Work order »
Locate the word "finger" in the entries below, then gather every line that holds it.

Segment Start: The records

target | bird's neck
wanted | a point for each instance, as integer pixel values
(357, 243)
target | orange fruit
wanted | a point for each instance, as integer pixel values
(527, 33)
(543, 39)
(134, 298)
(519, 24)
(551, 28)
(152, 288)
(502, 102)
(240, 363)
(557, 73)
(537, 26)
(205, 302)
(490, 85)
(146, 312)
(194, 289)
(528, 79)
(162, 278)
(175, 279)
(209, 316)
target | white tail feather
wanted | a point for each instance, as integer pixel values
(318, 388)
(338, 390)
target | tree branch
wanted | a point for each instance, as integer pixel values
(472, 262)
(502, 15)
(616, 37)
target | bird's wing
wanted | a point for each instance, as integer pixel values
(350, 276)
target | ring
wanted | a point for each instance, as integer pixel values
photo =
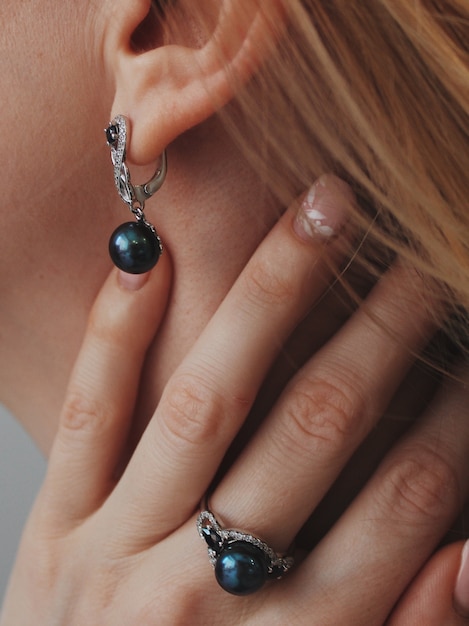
(243, 563)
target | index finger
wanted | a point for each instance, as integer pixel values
(208, 398)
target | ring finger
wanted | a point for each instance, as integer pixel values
(326, 412)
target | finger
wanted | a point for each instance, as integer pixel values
(383, 539)
(210, 395)
(326, 412)
(429, 599)
(101, 394)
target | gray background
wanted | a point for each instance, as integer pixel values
(22, 469)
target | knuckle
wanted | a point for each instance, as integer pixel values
(420, 487)
(83, 414)
(322, 413)
(266, 284)
(192, 412)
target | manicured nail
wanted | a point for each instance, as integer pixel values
(132, 282)
(323, 210)
(461, 591)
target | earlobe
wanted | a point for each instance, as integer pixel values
(168, 89)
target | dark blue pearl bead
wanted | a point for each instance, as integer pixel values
(134, 248)
(241, 568)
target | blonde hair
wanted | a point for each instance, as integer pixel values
(377, 91)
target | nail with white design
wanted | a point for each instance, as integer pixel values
(324, 209)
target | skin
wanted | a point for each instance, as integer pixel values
(73, 210)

Segment End: The records

Response »
target | index finger
target | ring finger
target | finger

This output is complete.